(Entries from a pointing dataset)
-.-.-

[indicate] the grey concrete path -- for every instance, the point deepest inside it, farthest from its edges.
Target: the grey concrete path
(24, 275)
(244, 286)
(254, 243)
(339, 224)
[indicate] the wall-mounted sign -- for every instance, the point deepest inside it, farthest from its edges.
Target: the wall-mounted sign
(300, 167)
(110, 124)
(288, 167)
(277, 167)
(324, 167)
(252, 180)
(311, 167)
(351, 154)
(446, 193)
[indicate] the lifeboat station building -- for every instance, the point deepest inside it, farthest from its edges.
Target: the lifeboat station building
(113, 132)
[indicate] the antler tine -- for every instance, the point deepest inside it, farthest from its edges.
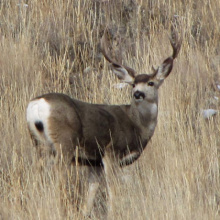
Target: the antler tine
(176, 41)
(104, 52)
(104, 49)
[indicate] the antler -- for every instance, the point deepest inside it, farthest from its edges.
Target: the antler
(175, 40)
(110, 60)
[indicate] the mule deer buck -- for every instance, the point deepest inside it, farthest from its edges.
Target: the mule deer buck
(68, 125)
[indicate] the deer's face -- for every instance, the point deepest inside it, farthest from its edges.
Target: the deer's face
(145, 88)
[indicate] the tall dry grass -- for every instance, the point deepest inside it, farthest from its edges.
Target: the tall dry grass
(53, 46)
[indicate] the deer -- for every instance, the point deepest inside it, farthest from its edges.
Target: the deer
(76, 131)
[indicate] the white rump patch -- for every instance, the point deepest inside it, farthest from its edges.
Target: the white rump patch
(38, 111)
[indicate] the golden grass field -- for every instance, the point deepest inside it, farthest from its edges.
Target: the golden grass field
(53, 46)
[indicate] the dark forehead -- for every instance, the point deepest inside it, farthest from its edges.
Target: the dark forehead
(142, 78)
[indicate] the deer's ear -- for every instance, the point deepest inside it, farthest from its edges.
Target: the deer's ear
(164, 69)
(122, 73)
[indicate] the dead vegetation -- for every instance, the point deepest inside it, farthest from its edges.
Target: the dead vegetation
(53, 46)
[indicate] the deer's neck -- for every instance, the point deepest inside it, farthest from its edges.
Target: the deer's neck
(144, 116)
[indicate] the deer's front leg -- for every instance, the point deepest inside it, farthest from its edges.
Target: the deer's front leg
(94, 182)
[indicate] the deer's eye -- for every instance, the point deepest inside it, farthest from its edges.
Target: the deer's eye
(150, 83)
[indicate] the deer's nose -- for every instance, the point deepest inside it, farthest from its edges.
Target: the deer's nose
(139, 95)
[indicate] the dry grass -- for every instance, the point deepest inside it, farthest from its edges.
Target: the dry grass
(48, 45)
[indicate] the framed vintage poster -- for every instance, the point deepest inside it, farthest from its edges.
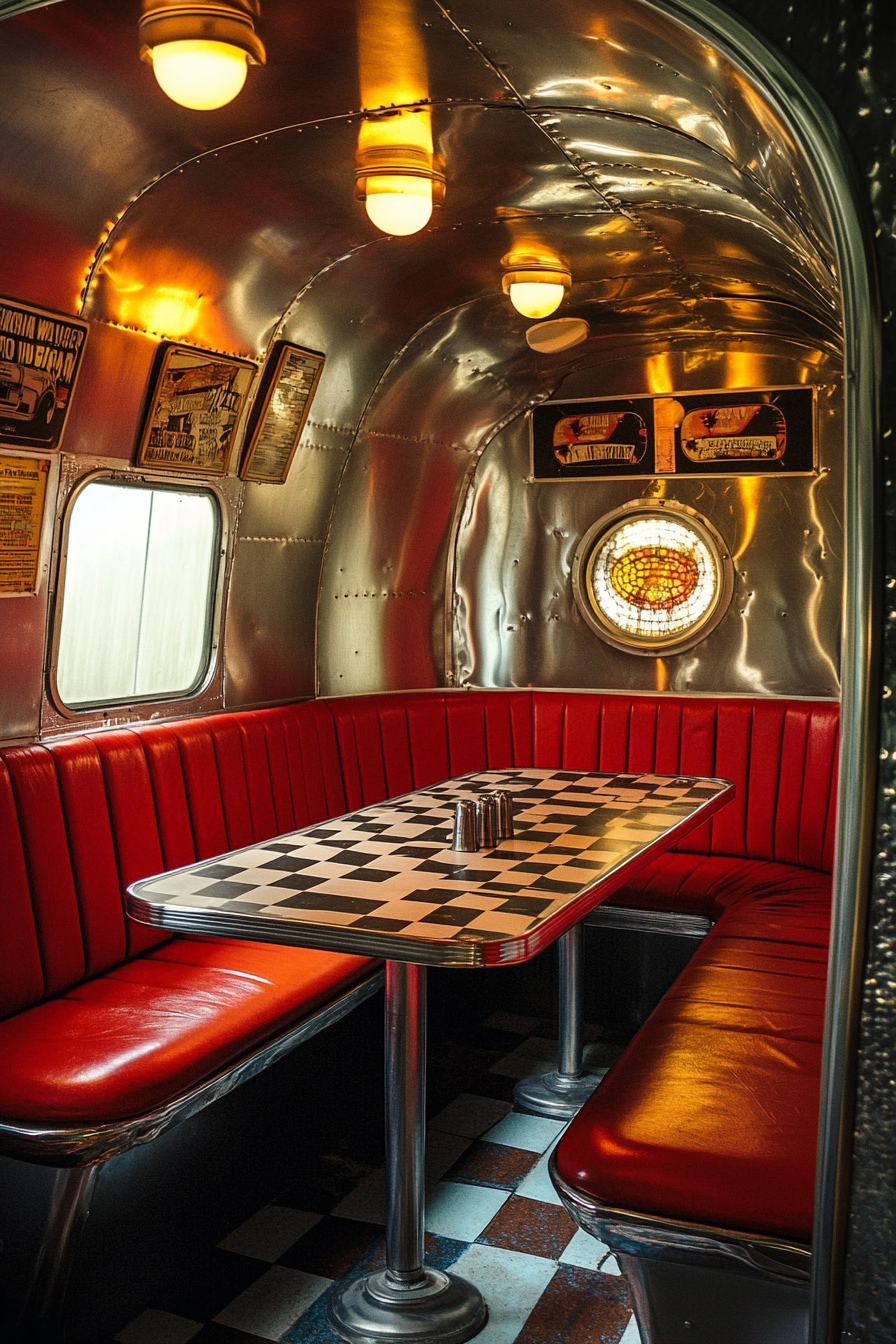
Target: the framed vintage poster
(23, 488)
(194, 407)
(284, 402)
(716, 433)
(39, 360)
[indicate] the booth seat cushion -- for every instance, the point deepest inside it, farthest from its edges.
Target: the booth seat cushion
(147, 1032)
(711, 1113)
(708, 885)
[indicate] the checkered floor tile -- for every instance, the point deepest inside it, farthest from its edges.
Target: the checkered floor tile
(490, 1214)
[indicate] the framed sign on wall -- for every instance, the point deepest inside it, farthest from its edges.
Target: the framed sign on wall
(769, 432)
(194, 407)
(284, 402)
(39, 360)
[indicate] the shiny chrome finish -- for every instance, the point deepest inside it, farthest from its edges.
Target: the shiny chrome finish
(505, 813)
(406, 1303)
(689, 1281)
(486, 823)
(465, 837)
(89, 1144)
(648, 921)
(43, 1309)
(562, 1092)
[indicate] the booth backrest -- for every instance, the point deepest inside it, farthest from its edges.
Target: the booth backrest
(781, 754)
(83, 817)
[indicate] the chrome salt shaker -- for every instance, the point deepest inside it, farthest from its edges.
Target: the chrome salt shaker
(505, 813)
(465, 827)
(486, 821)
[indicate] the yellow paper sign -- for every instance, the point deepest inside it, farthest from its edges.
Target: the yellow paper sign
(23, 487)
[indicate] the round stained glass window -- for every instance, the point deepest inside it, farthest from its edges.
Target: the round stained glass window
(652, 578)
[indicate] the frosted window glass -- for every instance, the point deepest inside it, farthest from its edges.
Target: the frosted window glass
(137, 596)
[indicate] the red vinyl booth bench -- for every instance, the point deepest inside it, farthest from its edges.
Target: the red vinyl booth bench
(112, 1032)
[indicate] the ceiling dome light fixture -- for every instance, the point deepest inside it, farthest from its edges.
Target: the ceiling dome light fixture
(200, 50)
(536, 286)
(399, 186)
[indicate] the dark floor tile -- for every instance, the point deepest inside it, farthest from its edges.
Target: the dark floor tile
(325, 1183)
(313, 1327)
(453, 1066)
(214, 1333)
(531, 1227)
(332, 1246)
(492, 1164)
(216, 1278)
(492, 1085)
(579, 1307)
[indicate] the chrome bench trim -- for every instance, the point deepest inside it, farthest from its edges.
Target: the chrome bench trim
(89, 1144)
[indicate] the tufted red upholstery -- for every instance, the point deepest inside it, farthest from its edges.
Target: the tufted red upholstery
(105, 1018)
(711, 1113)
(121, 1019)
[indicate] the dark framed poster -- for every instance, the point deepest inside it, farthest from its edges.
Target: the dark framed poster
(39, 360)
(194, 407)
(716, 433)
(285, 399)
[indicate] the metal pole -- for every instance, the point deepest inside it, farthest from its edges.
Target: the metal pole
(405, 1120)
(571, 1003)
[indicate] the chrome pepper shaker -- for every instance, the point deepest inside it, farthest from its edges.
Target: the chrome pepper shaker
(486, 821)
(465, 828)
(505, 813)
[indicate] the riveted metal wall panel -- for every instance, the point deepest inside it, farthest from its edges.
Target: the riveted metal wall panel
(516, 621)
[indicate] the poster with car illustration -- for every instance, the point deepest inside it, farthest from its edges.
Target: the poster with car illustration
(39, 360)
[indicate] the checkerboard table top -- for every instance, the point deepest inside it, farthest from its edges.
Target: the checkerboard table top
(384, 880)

-.-.-

Objective
Reproduce the lines of the listing from the line with "[indicate] the deer's neck" up to and including the line with "(490, 1214)", omitting any pictures.

Exercise response
[indicate] the deer's neck -- for every instance, the point deepest inside it, farthest from its edges.
Target: the deer's neck
(144, 116)
[indicate] the deer's front leg -- for every instance, the point deepest inside it, farthest from its edges.
Target: the deer's front leg
(94, 182)
[indicate] the deer's eye -- for every instance, the point deepest inside it, farthest from its edges.
Target: the deer's eye
(150, 83)
[indicate] the deer's nose -- for every instance, the point deepest inside it, farthest from its edges.
Target: the deer's nose
(139, 95)
[indicate] the dry grass -- for every instance, the point deepest inside it, farthest from its edges.
Target: the dry grass
(48, 45)
[indicate] the framed vintage poster -- for every instance, the point deepest inside it, farthest from its edges.
Target: the framed vintage poster
(23, 488)
(194, 407)
(284, 402)
(716, 433)
(39, 360)
[indicate] the booth seat cushion -- for every instance, the point deepest inside it, farthest from its edges.
Target: the booth seat cushion
(147, 1032)
(711, 1113)
(708, 885)
[indicate] the checkered floor tile -- for every instance, the point deepest inside it, farthest from its edges.
Target: the checkered floor tile
(490, 1214)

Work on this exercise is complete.